* **Your task**: Wherever a line of the data contains "marks", copy that line.

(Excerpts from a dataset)
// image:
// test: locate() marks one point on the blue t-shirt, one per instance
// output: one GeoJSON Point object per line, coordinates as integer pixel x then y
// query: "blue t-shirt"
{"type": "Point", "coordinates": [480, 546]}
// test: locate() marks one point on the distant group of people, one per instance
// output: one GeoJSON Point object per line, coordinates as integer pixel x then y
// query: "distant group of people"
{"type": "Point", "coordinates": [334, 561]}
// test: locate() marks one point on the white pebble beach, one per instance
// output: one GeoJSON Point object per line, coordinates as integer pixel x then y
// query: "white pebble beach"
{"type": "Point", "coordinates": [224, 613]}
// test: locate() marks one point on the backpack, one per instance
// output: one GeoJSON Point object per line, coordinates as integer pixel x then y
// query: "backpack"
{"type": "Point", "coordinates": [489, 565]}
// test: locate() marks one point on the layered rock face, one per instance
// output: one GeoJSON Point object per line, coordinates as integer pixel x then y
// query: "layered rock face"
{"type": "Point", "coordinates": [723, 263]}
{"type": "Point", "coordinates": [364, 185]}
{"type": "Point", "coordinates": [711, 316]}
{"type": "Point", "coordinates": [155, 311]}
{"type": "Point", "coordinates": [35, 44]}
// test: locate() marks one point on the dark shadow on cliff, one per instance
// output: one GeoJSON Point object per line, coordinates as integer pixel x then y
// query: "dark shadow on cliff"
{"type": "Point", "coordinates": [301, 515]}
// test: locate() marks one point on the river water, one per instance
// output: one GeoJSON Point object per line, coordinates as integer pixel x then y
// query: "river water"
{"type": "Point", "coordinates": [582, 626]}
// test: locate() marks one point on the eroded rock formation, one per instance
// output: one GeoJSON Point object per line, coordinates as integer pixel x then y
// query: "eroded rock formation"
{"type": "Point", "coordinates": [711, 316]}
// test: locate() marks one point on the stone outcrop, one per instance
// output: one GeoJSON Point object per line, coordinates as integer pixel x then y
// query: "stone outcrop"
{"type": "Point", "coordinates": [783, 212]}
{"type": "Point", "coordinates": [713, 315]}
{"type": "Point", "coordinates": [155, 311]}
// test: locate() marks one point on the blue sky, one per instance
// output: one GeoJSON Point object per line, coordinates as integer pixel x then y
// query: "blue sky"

* **Answer section**:
// test: locate() marks one point on the blue t-shirt, one per instance
// test: locate() marks one point on the distant group of people, one per instance
// test: locate() marks one point on the white pebble beach, one per instance
// test: locate() marks one point on the backpack, one per instance
// test: locate() marks one point on the layered rock face, one per instance
// test: locate() marks one point on the dark shadow on cliff, one per instance
// test: locate() marks one point on the river water, one per instance
// test: locate() marks one point on the eroded rock formation, one per instance
// test: locate() marks one point on the stone outcrop, one per instance
// test: locate() marks one point on the blue sky, one per instance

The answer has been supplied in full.